Daily Exercise is Key for Older Adults
People are living longer and healthier lives and part of that is due to the increased importance placed on physical activity throughout life. Senior citizens should be careful not to shy away from physical activity and actually should participate in daily exercise as much or even more so than the average adult. Seniors have concerns that are specific to their age group, including ailments such as osteoporosis and arthritis. However, daily exercise can improve most physical ailments.
The Doctor is the Best Resource
The first consideration for anyone about to begin an exercise routine is to schedule a doctor’s appointment to discuss fitness goals and limitations. Because seniors often have other physical concerns, this step is especially important. The doctor may have special suggestions for your physical routine based on your health goals and medical history. The participant should schedule regular doctor’s appointments to keep track of personal progress. This will allow the doctor to see how the body is adjusting to the exercise and lets everyone involved decide if a new type of physical activity is necessary.
Workout Without Pain
When the body is suffering from arthritis, diabetes, osteoporosis, fibromyalgia, or other ailments, it’s sometimes difficult to determine what physical activities can be done without pain. “Without pain” is a key concept when it comes to fitness and working out. Senior fitness should center on activities each person can do without pain. Aquatic aerobics is a great example of a low impact fitness regimen that is often painless.
Moderate Exercise, Not Lifestyle
It’s not necessary to start in a class 3 days a week that costs a lot of money. In the beginning, the participant may want to make small changes to their daily habits. If physical health permits, senior citizens should do house and yard work to increase physical activity. Also, parking farther away from the grocery store or doctor’s office can increase walking distance for the day; these simple changes provide lasting fitness benefits without extensive lifestyle changes.
Finding the right exercises for each person can be difficult. While some people don’t want to be bothered with classes and other people when they work out, others want the support network that a class and community can provide. It’s often recommended that if someone has difficulty with motivation, to get a workout partner. Having someone to exercise with or simply go on regular walks with can increase the frequency that each person exercises.
Seniors should try to keep themselves to low impact exercises including water aerobics, yoga, Tai chi and walking. Higher impact workouts, such as Pilates and running, may cause injury to bones and joints. Remember, if it hurts, don’t do it. See your doctor often to check in on fitness goals and progress. The benefits of fitness last a lifetime. So no matter what age a person starts a fitness program, exercise can still greatly improve the quality of life of the participant.

* Work instructions:
Can you copy, word for word, the part of the article on exercise for older adults between "Moderate Exercise, Not" and "extensive lifestyle changes.", inclusive?

* Provided data:
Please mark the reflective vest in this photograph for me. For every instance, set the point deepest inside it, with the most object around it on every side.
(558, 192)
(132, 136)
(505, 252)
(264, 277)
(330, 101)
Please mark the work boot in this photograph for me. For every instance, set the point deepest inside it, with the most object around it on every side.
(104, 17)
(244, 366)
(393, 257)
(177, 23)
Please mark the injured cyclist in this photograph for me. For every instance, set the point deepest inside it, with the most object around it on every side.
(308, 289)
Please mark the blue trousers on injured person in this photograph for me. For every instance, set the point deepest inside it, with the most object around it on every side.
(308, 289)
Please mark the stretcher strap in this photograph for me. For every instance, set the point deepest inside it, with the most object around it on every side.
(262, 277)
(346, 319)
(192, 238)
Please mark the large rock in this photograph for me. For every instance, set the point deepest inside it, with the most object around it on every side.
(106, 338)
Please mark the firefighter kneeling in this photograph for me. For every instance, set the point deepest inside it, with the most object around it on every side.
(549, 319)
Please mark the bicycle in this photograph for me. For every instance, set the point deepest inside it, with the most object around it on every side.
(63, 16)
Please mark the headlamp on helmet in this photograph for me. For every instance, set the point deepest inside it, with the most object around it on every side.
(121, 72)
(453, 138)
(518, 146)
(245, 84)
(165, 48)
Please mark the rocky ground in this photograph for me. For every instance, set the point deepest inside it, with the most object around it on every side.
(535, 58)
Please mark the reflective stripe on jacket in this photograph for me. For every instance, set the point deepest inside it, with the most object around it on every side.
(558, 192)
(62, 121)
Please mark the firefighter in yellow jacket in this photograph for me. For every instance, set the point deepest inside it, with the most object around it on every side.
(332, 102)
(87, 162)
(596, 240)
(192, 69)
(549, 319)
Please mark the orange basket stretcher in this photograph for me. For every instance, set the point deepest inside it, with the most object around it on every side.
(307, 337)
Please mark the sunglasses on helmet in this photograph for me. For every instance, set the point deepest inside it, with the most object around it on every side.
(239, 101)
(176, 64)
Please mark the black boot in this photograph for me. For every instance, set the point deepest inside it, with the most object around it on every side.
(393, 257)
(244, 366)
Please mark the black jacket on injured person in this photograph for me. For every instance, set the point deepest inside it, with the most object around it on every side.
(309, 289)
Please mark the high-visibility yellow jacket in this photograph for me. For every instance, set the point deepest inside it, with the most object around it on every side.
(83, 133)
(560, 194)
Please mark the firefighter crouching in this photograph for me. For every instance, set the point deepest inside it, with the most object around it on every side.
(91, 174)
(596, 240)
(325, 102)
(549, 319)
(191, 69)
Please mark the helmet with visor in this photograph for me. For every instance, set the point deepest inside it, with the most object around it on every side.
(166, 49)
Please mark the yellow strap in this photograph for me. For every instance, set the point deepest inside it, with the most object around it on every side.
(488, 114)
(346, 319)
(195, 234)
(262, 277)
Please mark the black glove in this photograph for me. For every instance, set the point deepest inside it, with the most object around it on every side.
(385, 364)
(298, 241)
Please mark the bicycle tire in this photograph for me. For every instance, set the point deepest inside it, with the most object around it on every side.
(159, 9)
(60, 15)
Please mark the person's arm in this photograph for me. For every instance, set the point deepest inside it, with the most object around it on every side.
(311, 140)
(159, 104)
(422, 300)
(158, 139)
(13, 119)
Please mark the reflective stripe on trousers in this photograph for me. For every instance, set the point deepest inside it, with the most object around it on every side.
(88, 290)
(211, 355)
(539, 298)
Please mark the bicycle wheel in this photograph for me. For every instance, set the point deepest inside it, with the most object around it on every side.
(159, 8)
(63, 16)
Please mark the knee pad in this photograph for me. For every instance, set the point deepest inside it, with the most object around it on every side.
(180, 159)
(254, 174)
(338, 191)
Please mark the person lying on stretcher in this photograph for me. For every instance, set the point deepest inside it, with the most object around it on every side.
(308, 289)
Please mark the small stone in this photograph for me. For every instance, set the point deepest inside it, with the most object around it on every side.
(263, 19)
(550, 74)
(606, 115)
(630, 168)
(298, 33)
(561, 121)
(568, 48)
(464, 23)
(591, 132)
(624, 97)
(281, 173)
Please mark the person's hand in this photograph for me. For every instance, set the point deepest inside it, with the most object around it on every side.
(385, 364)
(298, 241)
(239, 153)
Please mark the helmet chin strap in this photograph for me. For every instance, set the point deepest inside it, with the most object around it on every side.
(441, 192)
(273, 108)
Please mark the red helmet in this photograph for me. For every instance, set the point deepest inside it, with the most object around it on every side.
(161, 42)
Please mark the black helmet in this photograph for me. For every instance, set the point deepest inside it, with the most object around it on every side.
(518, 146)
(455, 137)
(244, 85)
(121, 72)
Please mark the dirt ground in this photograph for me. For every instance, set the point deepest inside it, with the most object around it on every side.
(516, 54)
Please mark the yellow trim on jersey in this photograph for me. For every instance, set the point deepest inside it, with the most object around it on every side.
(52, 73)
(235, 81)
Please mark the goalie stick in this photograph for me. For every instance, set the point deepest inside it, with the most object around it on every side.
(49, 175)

==

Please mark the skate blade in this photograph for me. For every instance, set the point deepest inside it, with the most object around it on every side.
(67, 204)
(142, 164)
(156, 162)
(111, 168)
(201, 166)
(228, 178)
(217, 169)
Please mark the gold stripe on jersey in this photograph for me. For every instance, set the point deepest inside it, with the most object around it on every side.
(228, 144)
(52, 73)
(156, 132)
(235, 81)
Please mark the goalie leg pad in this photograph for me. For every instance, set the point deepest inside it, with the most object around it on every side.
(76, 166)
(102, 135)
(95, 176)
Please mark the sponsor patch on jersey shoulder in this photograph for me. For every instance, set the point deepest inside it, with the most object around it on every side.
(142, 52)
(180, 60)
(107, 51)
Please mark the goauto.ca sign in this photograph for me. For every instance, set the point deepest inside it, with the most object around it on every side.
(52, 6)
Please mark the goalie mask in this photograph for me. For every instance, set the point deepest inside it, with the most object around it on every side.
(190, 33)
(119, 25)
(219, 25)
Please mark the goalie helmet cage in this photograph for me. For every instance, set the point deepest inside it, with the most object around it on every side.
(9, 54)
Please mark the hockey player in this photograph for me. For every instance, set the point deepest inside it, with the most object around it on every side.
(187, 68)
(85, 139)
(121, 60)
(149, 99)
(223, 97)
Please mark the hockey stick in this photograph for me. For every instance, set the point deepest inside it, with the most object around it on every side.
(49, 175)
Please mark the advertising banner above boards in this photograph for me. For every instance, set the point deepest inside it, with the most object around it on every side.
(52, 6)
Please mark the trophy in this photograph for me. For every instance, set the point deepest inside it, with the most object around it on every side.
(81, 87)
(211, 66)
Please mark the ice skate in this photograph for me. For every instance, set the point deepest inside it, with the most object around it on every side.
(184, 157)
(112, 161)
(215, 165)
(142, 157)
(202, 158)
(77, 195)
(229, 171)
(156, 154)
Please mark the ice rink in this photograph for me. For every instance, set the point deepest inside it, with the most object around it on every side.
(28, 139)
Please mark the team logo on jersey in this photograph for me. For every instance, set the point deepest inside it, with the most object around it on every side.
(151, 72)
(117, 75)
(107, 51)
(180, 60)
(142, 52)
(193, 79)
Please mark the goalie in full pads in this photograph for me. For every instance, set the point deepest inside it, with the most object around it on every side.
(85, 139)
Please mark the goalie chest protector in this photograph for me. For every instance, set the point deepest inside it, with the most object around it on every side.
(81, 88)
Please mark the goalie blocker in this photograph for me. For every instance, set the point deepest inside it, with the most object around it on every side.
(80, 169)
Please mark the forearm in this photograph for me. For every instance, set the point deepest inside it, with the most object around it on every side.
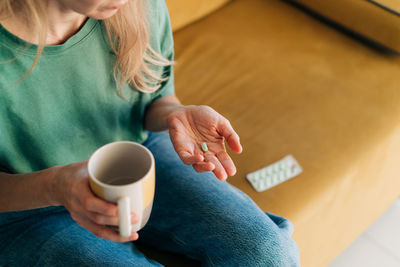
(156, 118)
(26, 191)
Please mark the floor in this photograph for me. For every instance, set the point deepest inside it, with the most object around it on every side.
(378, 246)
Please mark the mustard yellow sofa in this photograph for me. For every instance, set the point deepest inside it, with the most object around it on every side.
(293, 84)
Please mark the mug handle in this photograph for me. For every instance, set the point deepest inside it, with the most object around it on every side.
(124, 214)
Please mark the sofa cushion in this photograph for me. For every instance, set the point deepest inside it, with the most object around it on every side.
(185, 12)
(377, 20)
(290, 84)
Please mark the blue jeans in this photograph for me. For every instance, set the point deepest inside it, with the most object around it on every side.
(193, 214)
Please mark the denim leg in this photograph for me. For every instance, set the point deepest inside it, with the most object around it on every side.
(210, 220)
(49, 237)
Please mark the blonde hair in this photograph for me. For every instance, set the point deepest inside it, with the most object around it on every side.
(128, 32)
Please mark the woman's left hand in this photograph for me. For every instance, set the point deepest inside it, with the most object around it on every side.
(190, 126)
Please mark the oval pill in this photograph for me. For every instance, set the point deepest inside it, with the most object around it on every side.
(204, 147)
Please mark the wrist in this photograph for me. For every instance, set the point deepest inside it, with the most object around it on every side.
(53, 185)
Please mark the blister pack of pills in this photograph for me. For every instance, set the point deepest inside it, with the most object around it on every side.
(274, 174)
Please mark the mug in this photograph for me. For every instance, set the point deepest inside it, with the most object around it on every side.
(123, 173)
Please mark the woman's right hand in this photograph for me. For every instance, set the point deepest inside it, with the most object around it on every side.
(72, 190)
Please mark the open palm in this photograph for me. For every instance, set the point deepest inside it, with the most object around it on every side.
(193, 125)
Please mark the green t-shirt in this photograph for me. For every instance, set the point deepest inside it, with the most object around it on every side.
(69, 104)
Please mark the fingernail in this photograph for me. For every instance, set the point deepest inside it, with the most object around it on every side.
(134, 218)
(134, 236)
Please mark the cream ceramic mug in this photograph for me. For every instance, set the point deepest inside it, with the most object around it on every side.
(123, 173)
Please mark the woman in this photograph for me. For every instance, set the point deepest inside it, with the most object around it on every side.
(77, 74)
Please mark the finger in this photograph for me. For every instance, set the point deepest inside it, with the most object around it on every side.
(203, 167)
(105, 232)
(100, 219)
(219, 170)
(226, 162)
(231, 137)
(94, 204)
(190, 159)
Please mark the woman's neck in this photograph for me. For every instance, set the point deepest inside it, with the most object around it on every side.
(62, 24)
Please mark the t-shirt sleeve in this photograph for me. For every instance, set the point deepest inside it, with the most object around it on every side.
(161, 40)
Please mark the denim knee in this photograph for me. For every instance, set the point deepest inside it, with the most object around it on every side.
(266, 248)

* Answer box:
Moderate Exercise, Not Lifestyle
It’s not necessary to start in a class 3 days a week that costs a lot of money. In the beginning, the participant may want to make small changes to their daily habits. If physical health permits, senior citizens should do house and yard work to increase physical activity. Also, parking farther away from the grocery store or doctor’s office can increase walking distance for the day; these simple changes provide lasting fitness benefits without extensive lifestyle changes.